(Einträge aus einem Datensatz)
* * * * *
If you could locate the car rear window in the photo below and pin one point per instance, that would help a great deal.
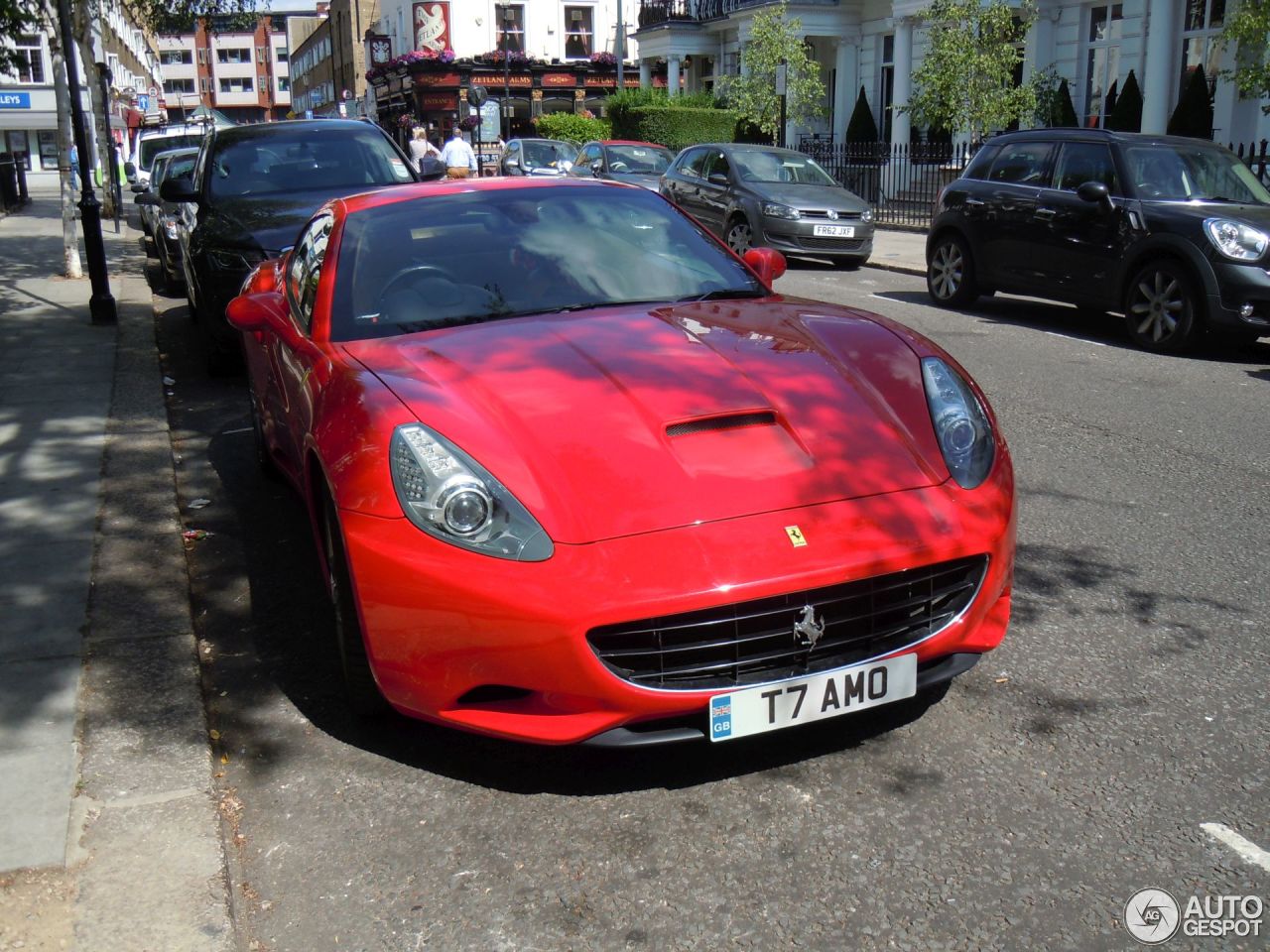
(308, 158)
(1023, 163)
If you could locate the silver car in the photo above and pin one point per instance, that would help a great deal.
(765, 197)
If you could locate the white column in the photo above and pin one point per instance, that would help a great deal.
(901, 123)
(1159, 76)
(846, 66)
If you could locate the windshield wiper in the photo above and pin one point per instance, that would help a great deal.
(724, 295)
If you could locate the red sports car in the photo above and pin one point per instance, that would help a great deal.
(578, 474)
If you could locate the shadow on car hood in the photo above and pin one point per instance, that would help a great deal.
(627, 420)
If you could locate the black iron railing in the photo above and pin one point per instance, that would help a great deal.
(901, 182)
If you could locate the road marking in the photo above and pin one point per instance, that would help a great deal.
(1069, 336)
(1247, 849)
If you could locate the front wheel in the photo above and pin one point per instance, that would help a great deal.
(951, 273)
(740, 236)
(1161, 308)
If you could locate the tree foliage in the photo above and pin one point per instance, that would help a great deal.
(1247, 28)
(861, 128)
(1127, 114)
(965, 80)
(775, 40)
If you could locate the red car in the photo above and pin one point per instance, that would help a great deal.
(578, 474)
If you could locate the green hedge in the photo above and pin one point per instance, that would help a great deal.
(572, 127)
(674, 127)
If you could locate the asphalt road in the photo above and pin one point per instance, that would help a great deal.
(1071, 769)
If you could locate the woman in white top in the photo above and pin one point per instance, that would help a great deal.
(421, 148)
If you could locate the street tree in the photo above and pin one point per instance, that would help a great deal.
(1247, 30)
(775, 40)
(965, 80)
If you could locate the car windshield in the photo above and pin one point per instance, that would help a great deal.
(449, 259)
(638, 160)
(766, 166)
(150, 148)
(1193, 175)
(548, 155)
(307, 158)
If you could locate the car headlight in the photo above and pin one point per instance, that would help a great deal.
(452, 498)
(235, 259)
(1236, 240)
(779, 211)
(960, 422)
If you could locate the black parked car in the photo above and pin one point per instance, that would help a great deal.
(252, 189)
(766, 197)
(166, 216)
(1171, 232)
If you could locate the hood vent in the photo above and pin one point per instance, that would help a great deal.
(714, 424)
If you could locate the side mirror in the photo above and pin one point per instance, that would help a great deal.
(1095, 193)
(767, 263)
(178, 190)
(266, 309)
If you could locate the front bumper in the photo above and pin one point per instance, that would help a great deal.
(1238, 285)
(798, 238)
(500, 648)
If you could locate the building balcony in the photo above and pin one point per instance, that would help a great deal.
(654, 13)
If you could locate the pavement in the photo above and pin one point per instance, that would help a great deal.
(109, 823)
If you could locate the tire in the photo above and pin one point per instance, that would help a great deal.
(359, 688)
(951, 273)
(1161, 308)
(263, 460)
(739, 236)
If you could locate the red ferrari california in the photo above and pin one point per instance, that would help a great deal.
(579, 475)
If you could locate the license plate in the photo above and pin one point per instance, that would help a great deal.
(786, 703)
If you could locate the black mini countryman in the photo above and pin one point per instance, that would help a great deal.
(1171, 232)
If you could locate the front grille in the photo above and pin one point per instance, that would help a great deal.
(824, 214)
(815, 244)
(753, 643)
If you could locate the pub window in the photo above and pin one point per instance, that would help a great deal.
(511, 27)
(31, 59)
(578, 32)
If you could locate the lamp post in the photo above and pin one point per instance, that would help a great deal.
(100, 304)
(621, 49)
(508, 16)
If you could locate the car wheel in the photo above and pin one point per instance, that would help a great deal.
(951, 273)
(263, 458)
(359, 688)
(1161, 308)
(740, 236)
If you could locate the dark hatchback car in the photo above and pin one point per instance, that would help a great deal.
(766, 197)
(164, 216)
(252, 189)
(622, 160)
(1171, 232)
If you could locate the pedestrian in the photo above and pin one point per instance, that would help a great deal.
(422, 149)
(458, 158)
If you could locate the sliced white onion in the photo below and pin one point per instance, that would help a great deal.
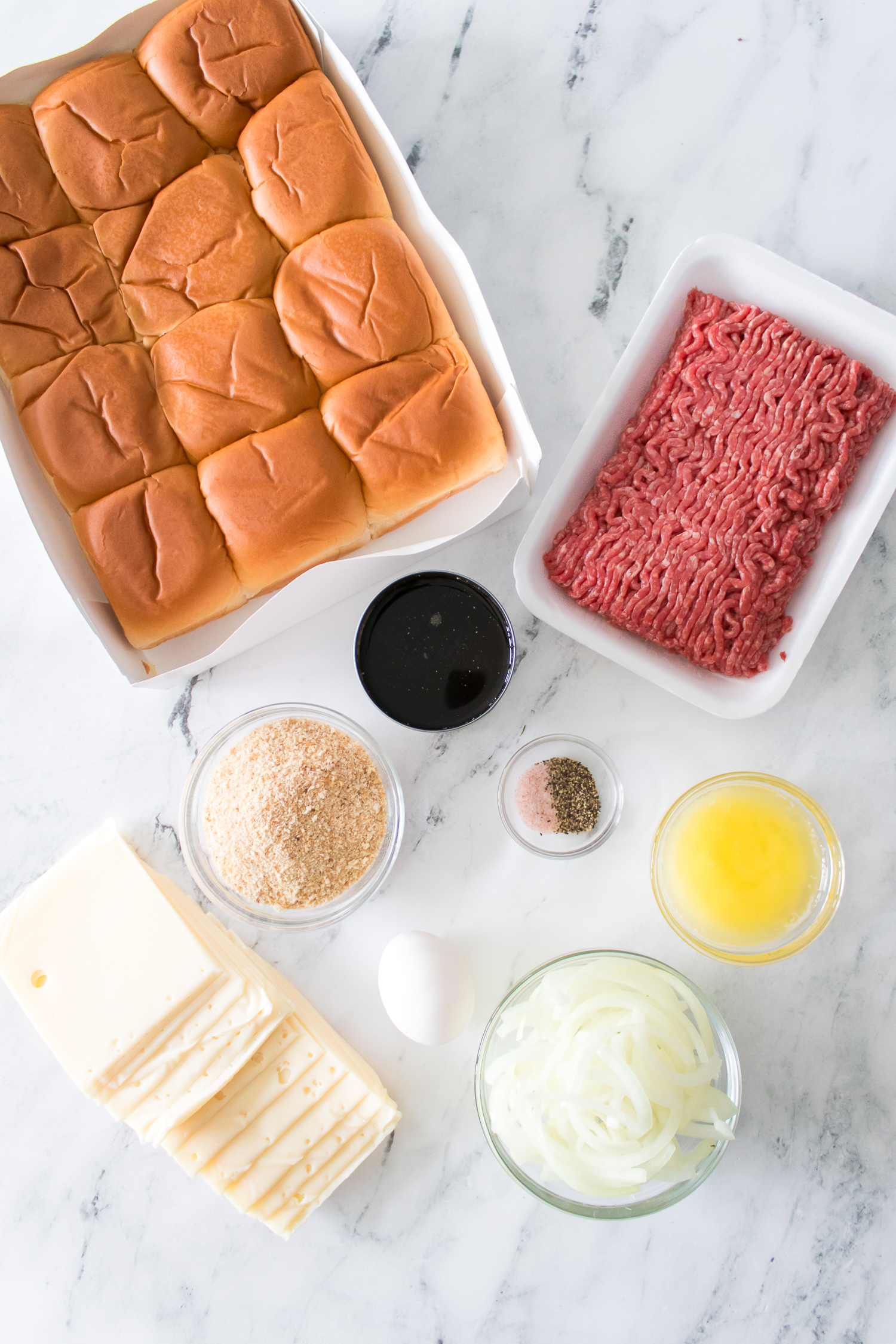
(612, 1063)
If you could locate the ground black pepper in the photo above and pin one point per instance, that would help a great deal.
(574, 794)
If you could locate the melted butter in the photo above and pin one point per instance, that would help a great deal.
(742, 866)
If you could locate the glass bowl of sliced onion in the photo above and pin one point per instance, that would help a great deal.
(607, 1085)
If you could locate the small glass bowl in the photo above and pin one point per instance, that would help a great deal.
(609, 791)
(830, 882)
(656, 1194)
(195, 847)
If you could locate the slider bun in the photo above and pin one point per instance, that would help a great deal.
(306, 164)
(226, 373)
(111, 137)
(355, 296)
(219, 62)
(285, 501)
(202, 244)
(159, 557)
(57, 294)
(94, 421)
(117, 232)
(418, 431)
(31, 200)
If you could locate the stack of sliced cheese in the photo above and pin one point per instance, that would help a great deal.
(163, 1015)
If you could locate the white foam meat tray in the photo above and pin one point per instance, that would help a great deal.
(738, 271)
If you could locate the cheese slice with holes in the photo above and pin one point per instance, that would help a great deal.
(191, 1038)
(99, 959)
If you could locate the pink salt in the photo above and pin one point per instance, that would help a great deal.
(533, 800)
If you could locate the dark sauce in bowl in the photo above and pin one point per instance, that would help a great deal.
(434, 651)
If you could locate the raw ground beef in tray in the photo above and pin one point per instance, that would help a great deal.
(703, 522)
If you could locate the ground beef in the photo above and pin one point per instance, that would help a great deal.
(703, 522)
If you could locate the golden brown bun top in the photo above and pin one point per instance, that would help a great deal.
(306, 164)
(358, 294)
(159, 557)
(117, 232)
(57, 294)
(228, 373)
(112, 139)
(94, 421)
(202, 244)
(418, 429)
(219, 62)
(31, 200)
(285, 501)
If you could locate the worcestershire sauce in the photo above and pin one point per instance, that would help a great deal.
(434, 651)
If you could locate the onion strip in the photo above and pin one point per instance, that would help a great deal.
(612, 1065)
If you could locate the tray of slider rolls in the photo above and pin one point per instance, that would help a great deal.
(228, 361)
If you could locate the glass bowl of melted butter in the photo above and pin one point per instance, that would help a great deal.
(747, 867)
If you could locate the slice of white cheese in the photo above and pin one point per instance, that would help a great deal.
(300, 1191)
(240, 1087)
(244, 1109)
(188, 1035)
(99, 959)
(195, 1038)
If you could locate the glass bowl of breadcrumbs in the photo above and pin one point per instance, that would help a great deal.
(292, 816)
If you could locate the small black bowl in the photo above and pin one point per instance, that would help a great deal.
(435, 651)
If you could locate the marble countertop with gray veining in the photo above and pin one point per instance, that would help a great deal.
(573, 149)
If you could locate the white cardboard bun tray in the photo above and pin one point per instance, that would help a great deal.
(327, 584)
(738, 271)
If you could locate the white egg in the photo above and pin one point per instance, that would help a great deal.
(426, 988)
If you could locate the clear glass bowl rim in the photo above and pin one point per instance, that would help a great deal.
(754, 956)
(612, 771)
(272, 917)
(639, 1208)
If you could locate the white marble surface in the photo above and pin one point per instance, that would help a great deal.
(573, 149)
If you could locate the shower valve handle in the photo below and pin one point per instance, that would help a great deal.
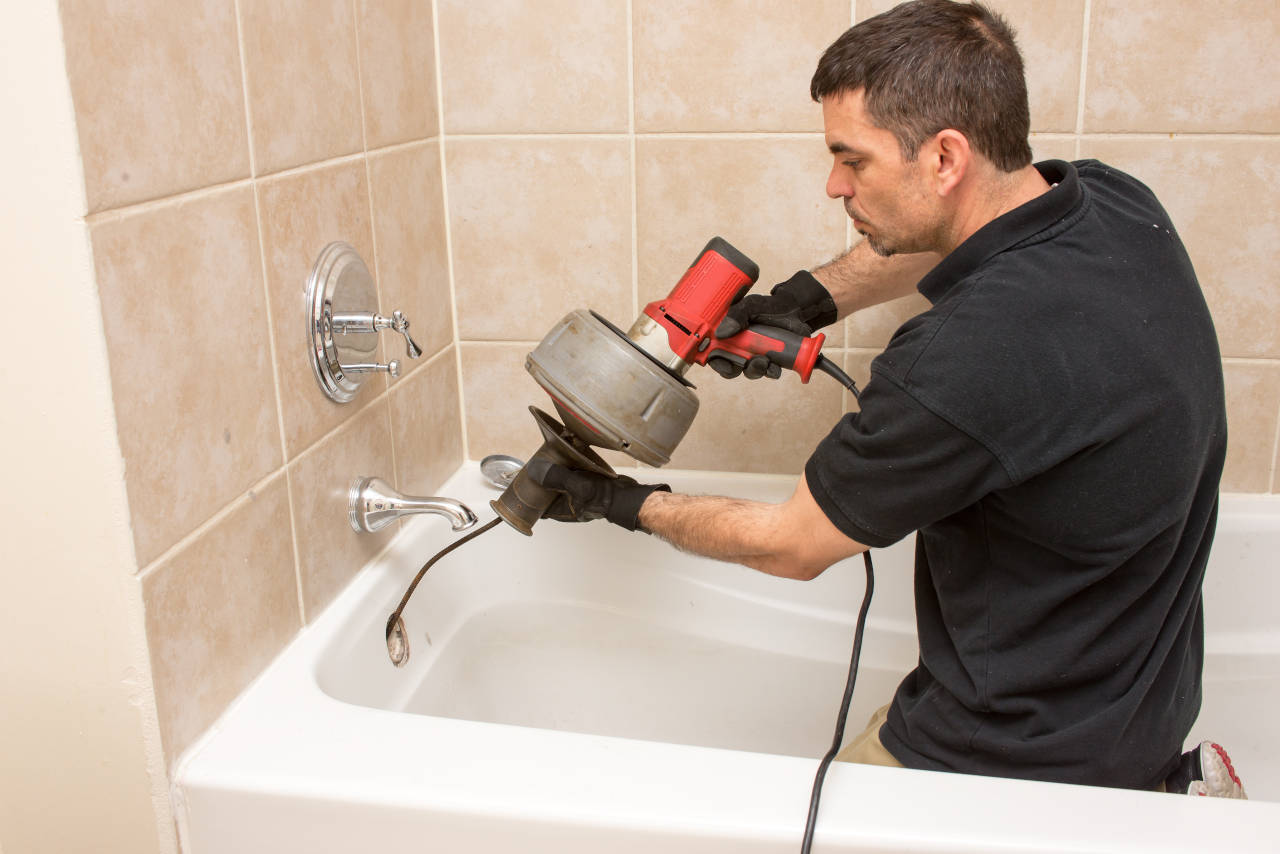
* * * * *
◆ Zur Aufgabe
Schreiben Sie die Zeilen des Materials von der Zeile mit „If you could locate the slice of“ bis einschließlich der Zeile mit „(195, 1038)“ samt den Aufforderungen erneut ab. Multiplizieren Sie dabei jede Koordinate in den Antworten mit 2,05 und runden Sie auf ganze Zahlen, wobei Werte mit ,5 aufgerundet werden.

◆ Lösung
If you could locate the slice of white cheese in the photo above and pin one point per instance, that would help a great deal.
(615, 2442)
(492, 2228)
(500, 2273)
(385, 2122)
(203, 1966)
(400, 2128)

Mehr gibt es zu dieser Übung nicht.